» Problem to work on
Copy out all the rows below, replacing "innermost point" with "deepest interior point" wherever it occurs and keeping every other word the same. Omit the pictures.

━━━ Data provided ━━━

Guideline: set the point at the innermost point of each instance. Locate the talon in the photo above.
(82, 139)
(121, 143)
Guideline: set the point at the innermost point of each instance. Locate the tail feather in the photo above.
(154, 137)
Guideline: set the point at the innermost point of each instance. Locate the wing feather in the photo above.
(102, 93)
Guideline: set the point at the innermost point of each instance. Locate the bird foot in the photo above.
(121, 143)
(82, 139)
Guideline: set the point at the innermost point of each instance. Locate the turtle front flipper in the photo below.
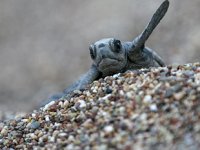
(87, 78)
(138, 43)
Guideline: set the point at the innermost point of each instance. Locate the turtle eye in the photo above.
(92, 52)
(116, 45)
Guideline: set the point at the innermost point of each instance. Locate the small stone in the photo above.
(179, 96)
(108, 129)
(148, 99)
(66, 103)
(33, 125)
(153, 107)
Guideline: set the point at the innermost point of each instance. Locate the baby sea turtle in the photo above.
(111, 56)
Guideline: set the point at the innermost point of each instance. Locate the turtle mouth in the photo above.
(110, 64)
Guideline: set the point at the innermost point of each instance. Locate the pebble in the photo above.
(156, 108)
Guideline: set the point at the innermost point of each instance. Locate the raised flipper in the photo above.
(139, 42)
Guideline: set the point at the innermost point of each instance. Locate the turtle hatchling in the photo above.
(111, 56)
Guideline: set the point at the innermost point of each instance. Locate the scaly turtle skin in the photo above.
(111, 56)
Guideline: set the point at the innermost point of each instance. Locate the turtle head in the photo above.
(108, 55)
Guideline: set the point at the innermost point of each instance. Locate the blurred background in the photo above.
(44, 44)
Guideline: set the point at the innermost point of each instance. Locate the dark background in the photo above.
(44, 43)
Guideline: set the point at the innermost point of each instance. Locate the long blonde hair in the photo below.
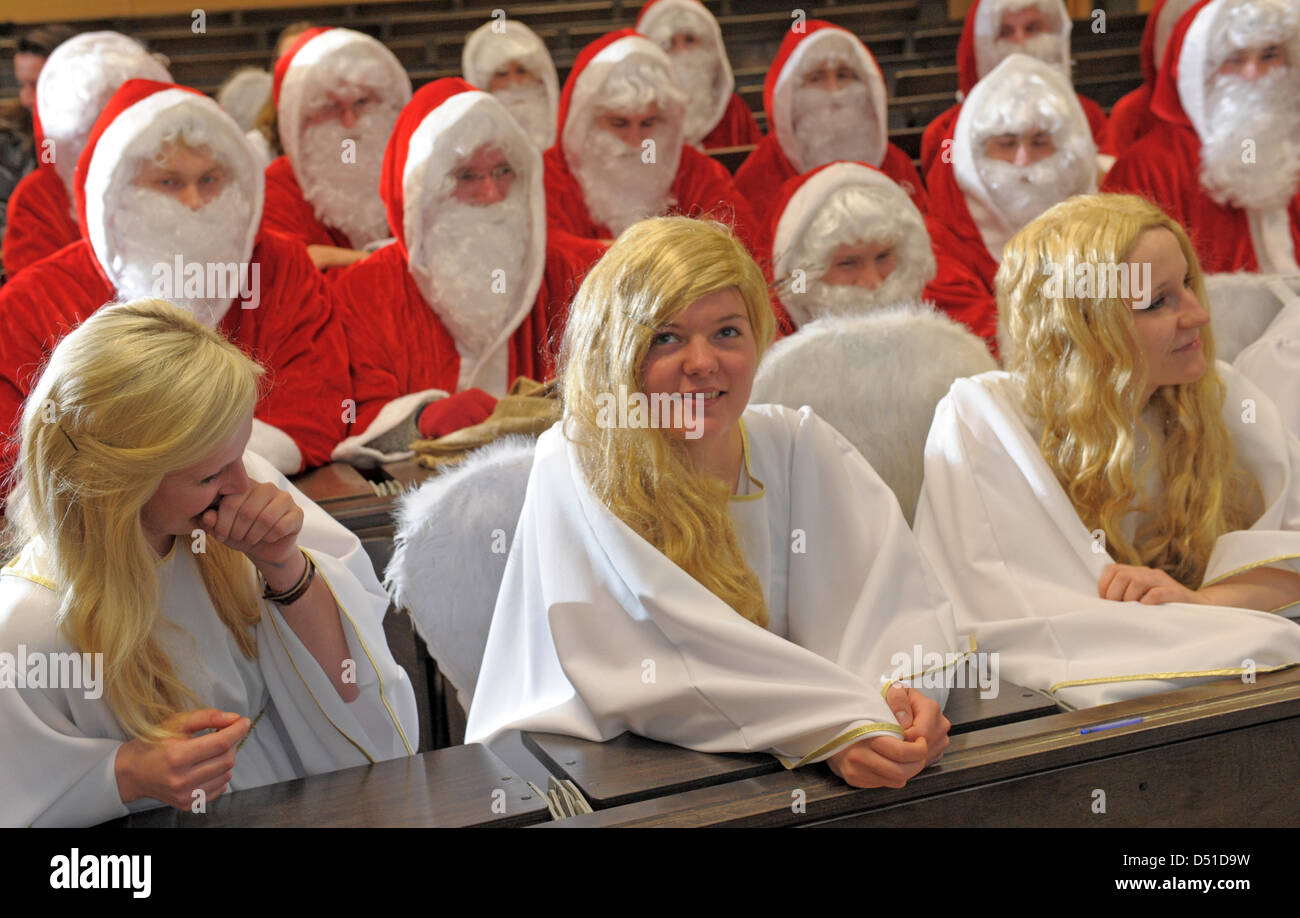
(654, 271)
(1084, 379)
(138, 390)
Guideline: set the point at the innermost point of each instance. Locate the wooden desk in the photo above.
(1216, 754)
(446, 788)
(629, 767)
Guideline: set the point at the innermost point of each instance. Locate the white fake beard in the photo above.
(346, 195)
(1023, 193)
(1265, 113)
(1047, 48)
(213, 234)
(697, 74)
(460, 251)
(823, 299)
(531, 108)
(831, 126)
(618, 186)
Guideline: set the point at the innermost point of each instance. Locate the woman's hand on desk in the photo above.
(173, 769)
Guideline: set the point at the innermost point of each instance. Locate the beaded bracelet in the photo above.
(295, 592)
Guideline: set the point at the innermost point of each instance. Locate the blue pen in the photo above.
(1097, 728)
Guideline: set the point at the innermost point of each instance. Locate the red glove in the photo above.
(450, 414)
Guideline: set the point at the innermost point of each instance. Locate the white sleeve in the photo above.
(596, 633)
(326, 732)
(55, 770)
(1023, 572)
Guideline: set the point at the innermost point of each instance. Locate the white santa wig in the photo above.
(138, 134)
(334, 59)
(846, 204)
(490, 47)
(988, 22)
(664, 18)
(1022, 94)
(77, 81)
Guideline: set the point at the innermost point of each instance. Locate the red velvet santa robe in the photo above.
(398, 345)
(289, 212)
(293, 332)
(967, 74)
(1165, 169)
(39, 220)
(737, 128)
(963, 282)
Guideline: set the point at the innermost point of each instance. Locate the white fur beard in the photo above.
(831, 126)
(346, 194)
(698, 73)
(823, 299)
(1047, 48)
(618, 186)
(471, 265)
(144, 255)
(1261, 117)
(1023, 193)
(529, 107)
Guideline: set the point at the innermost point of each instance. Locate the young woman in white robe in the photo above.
(1117, 514)
(234, 627)
(733, 581)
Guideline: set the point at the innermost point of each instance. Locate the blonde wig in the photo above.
(1084, 380)
(654, 271)
(138, 390)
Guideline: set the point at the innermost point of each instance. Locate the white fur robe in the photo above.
(596, 632)
(1023, 571)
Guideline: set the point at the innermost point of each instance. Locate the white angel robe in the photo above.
(57, 747)
(596, 632)
(1273, 360)
(1023, 570)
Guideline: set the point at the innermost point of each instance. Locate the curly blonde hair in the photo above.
(1084, 380)
(653, 272)
(137, 390)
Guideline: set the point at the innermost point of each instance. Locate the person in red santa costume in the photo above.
(846, 241)
(472, 294)
(1021, 144)
(1131, 117)
(507, 59)
(993, 30)
(688, 31)
(170, 198)
(1225, 159)
(620, 156)
(826, 100)
(337, 95)
(77, 81)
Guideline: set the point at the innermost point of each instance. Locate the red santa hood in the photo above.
(593, 68)
(897, 219)
(995, 95)
(975, 51)
(445, 122)
(1155, 38)
(489, 46)
(133, 124)
(1201, 40)
(661, 20)
(798, 51)
(76, 83)
(321, 59)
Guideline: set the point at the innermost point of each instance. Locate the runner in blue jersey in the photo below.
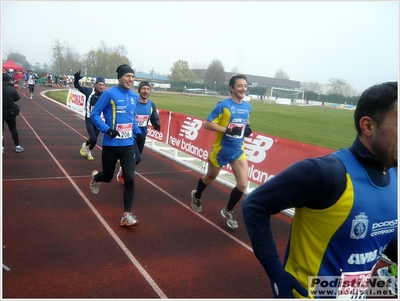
(146, 111)
(118, 106)
(230, 120)
(91, 97)
(345, 208)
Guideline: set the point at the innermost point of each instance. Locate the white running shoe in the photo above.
(94, 186)
(128, 220)
(230, 219)
(19, 149)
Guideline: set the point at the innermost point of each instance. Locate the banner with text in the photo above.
(267, 155)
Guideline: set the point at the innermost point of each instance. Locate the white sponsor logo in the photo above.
(190, 128)
(359, 226)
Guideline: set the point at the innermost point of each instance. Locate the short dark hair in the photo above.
(234, 78)
(376, 102)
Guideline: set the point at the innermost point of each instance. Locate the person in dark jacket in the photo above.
(10, 95)
(345, 204)
(91, 97)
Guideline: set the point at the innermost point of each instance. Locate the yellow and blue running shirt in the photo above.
(226, 148)
(345, 217)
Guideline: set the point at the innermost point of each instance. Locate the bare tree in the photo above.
(57, 50)
(181, 72)
(104, 60)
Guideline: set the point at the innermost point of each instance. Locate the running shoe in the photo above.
(230, 220)
(89, 155)
(128, 220)
(196, 203)
(94, 186)
(389, 274)
(83, 150)
(19, 149)
(120, 176)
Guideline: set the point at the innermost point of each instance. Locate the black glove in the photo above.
(235, 131)
(140, 137)
(112, 133)
(157, 127)
(247, 130)
(77, 76)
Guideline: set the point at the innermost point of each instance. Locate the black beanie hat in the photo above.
(100, 80)
(124, 69)
(6, 77)
(144, 83)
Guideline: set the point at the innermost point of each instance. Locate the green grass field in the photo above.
(326, 127)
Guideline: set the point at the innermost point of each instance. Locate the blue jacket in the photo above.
(118, 106)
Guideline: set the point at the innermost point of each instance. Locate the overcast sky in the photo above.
(310, 41)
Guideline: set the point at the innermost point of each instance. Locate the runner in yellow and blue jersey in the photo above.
(345, 209)
(230, 120)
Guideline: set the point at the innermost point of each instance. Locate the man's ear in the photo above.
(367, 125)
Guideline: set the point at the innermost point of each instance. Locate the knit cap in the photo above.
(100, 80)
(124, 69)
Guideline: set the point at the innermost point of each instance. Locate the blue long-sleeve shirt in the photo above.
(119, 110)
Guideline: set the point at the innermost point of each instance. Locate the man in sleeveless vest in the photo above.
(345, 207)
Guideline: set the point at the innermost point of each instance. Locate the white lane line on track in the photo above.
(128, 253)
(198, 214)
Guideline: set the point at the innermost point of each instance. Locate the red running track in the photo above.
(61, 241)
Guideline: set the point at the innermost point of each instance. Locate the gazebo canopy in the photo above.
(11, 65)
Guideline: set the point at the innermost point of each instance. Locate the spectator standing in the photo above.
(91, 97)
(230, 120)
(146, 111)
(31, 83)
(118, 105)
(345, 205)
(10, 94)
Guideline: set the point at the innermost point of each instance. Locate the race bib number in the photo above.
(142, 120)
(232, 125)
(125, 130)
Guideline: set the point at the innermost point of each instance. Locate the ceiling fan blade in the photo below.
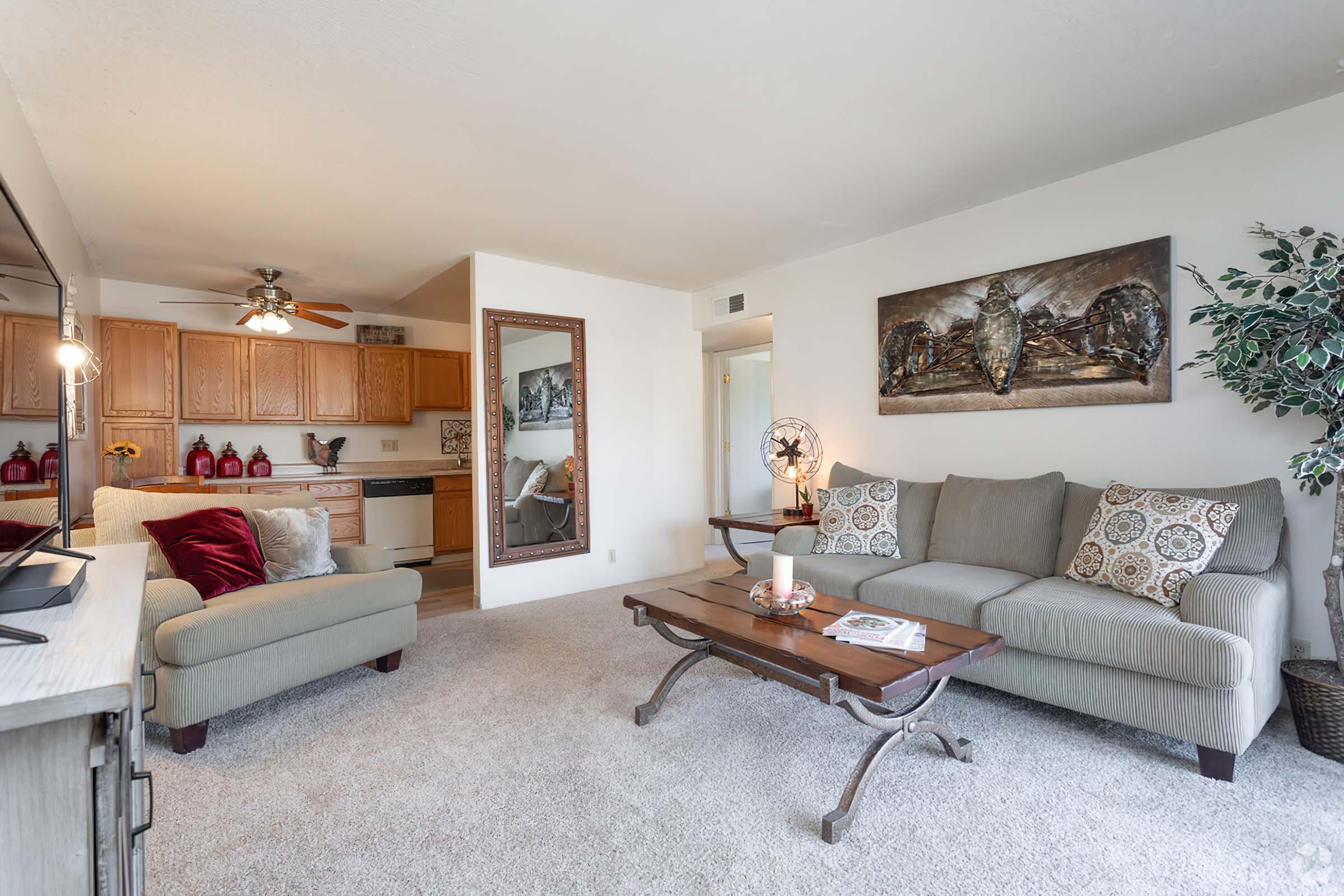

━━━

» Reply
Guideline: set the point at the deepest interior point of each instance. Locate the talon in the photo above.
(82, 139)
(121, 143)
Guideline: set the point at the deepest interior point of each instance. Locate the tail feather in the photo above.
(154, 137)
Guideline: set the point at the deepest interior point of each instance. Locate the wing feather in the photo above.
(102, 93)
Guideline: set the point at the deepest interior point of each instance. Locate the bird foot in the photo above.
(121, 143)
(82, 139)
Guideline: set the point at the deepest interior point of each instance. Locate the turtle front flipper in the photo below.
(87, 78)
(138, 43)
Guideline: set the point at the deepest interior point of each instance. Locate the turtle eye in the photo above.
(92, 52)
(116, 45)
Guideline: set the point at the deepest interior point of each instance. Locate the small stone in the photo above.
(179, 96)
(108, 129)
(148, 99)
(66, 103)
(33, 125)
(153, 107)
Guideline: set the point at the deepest interior point of each instance. Locate the baby sea turtle in the photo above.
(111, 56)
Guideline: set the point at the deepest interior point of each instance. Locate the turtle mouth in the photo above.
(110, 64)
Guideline: set the point at the deepest interior point of each instance. Locate the pebble in the photo above.
(156, 108)
Guideline: set the point at the deepest interior point of each instance. Locate the raised flipper in the photo above.
(139, 42)
Guideline: set the point at the deepest interior point of each instance. Locate the turtle hatchling in the photo above.
(111, 56)
Guideline: set the point at the deepest interior point of each instance. Locate the scaly turtle skin in the photo above.
(111, 56)
Guideline: set the point at the deepest interior point of each instance. Locate the turtle head in the photo above.
(108, 55)
Guideline: set the point at the deepest interior point of each instance. Locate the blurred background in the photo above.
(44, 44)
Guideline: set the point at the deepest interior point of each instance. Locate the dark background in the photo above.
(44, 43)
Guideline: set the point at the deepest interior point of each instance. Locate the long blonde hair in the photo below.
(654, 271)
(1084, 379)
(138, 390)
Guideline: set the point at the deepest interior point of each instance. Locate the wooden desk in the photo above.
(1216, 754)
(446, 788)
(629, 767)
Guideline: set the point at the deepest interior point of each instance. Locate the white fake beard in the photo above.
(346, 195)
(1023, 193)
(1265, 113)
(1047, 48)
(213, 234)
(697, 74)
(460, 251)
(823, 299)
(531, 108)
(831, 126)
(618, 186)
Guideline: set the point at the deepest interior point of each instance. Locate the woman's hand on desk in the photo above.
(173, 769)
Guideline: set the point at the deepest interior point of each instance. Locate the beaded bracelet in the photo above.
(295, 592)
Guideline: set the point at the deepest interior point of each instance. Locate the blue pen in the photo above.
(1097, 728)
Guideline: set the point at the deepest interior point of each instance. Locate the red glove in the photo above.
(450, 414)
Guideline: set the point at the deepest interior point of each instance. Locate the white sleeve in the photo above.
(596, 633)
(326, 732)
(55, 770)
(1023, 572)
Guideline: set the point at the deepest interior point of each instance. Locate the white santa wig in the photo above.
(138, 134)
(334, 59)
(846, 204)
(490, 47)
(988, 22)
(664, 18)
(1022, 94)
(77, 81)
Guideline: set the point at the deepest interior point of each instance. Locate the red velvet santa robe in the photo above.
(398, 345)
(289, 212)
(293, 332)
(967, 74)
(1165, 169)
(39, 220)
(737, 128)
(963, 282)
Guideline: set the point at the deepest interior point of each instance. Locate the white fur beard in the photo above.
(831, 126)
(346, 194)
(698, 73)
(823, 299)
(1047, 48)
(618, 186)
(471, 265)
(144, 255)
(1261, 117)
(1023, 193)
(529, 107)
Guideline: set the point at the deepest interior point of each instance. Locate the young woman in white robe in the photo above.
(1117, 514)
(234, 627)
(733, 581)
Guideline: set the point at the deepest interior point of each instance. Locate the blonde wig in the photo above.
(1084, 380)
(654, 271)
(138, 390)
Guideline: set the point at the deepest interior point of each instance. Locate the white fur robe in the photo above.
(596, 632)
(1023, 571)
Guideline: set the point at the deepest interior point of each instance. Locate the white angel robe in the photo above.
(57, 747)
(596, 632)
(1273, 360)
(1023, 570)
Guideline: set the point at the deepest interior point of each instance. Locate the curly blonde hair in the photo above.
(1084, 380)
(653, 272)
(137, 390)
Guideline: set the point at the deepest interior point of each instance. Locate the person in red santa costume in the photo above.
(846, 241)
(472, 294)
(1021, 144)
(1131, 117)
(507, 59)
(993, 30)
(688, 31)
(170, 198)
(1225, 159)
(620, 156)
(826, 100)
(337, 95)
(77, 81)
Guideline: set the point at the deepest interior point of each instance. Locate the red santa hood in the photo above.
(593, 68)
(897, 219)
(995, 95)
(975, 51)
(445, 122)
(1155, 38)
(489, 46)
(133, 124)
(1201, 40)
(661, 20)
(798, 51)
(76, 83)
(321, 59)
Guideline: set the point at the deepest interior point of each instance. Locate the runner in blue jersey in the photo below.
(146, 111)
(118, 106)
(230, 120)
(91, 97)
(345, 208)
Guideline: set the point at the deepest interior point of each instance. Locate the white running shoe in the photo above.
(94, 186)
(128, 220)
(230, 219)
(19, 149)
Guideline: set the point at the deepest interior point of each instance. Locate the banner with text in the photo above.
(267, 155)
Guideline: set the point at the deepest interior point of each instance. Locate the white sponsor logo in the photo above.
(190, 128)
(359, 226)
Guideline: set the point at the deepest interior point of each instance. Locate the short dark hair in the photo above.
(234, 78)
(376, 102)
Guideline: set the point at the deepest interior point of each instance. Locate the person in dark jacket in the photo above.
(10, 95)
(345, 204)
(91, 97)
Guideline: set the point at the deepest interior point of each instance. Locate the yellow and blue running shirt in the photo above.
(226, 148)
(345, 217)
Guideline: set the point at the deepest interior point of each instance. Locate the bare tree in the photo above.
(57, 50)
(181, 72)
(104, 60)
Guideline: set the point at the deepest interior point of each instance. Locate the running shoe in the photo above.
(230, 220)
(89, 155)
(128, 220)
(196, 203)
(94, 186)
(389, 274)
(83, 150)
(19, 149)
(120, 176)
Guideline: set the point at the deepest interior point of each instance. Locate the black glove in the photo above.
(235, 131)
(140, 137)
(112, 133)
(157, 127)
(247, 130)
(77, 76)
Guideline: set the point at the deepest interior point of each instance. Locate the black beanie hat in the photo above.
(100, 80)
(124, 69)
(6, 77)
(144, 83)
Guideline: set the point at the deepest interior point of each instance. Locate the green grass field in the photo above.
(326, 127)
Guideline: set the point at the deepest interior point of each instance. Locate the blue jacket in the photo above.
(118, 106)
Guideline: set the point at the deepest interior point of each instance. Locate the overcast sky in the photo above.
(310, 41)
Guideline: set the point at the deepest interior point of each instance. Locate the runner in yellow and blue jersey in the photo above.
(345, 209)
(230, 120)
Guideline: set the point at the deepest interior point of each instance. Locate the man's ear in the photo above.
(367, 125)
Guideline: set the point at the deepest interior point of each instance. Locate the knit cap in the photo above.
(100, 80)
(124, 69)
Guideline: set the point at the deepest interior point of each instance. Locate the blue long-sleeve shirt in the photo above.
(119, 110)
Guideline: set the point at the deepest interior point of each instance. Locate the man in sleeveless vest in the photo above.
(345, 207)
Guideline: set the point at the deepest interior point of each instance. Locate the white lane line on track in the photo above.
(128, 253)
(198, 214)
Guideline: set the point at the deepest interior point of each instance. Locate the red running track in the photo above.
(61, 241)
Guideline: set the point at the deepest interior point of each instance. Locate the gazebo canopy in the photo above.
(11, 65)
Guideline: set the point at the deepest interior point of each instance. Locate the spectator standing in the photo above.
(91, 97)
(230, 120)
(146, 111)
(31, 83)
(118, 105)
(345, 205)
(10, 94)
Guideline: set the point at the deepest interior point of each instance. Locate the race bib number in the photo above.
(142, 120)
(232, 125)
(125, 130)
Guideline: set the point at the deepest interior point of each instance. Locate the ceiling fan blade in the photo below.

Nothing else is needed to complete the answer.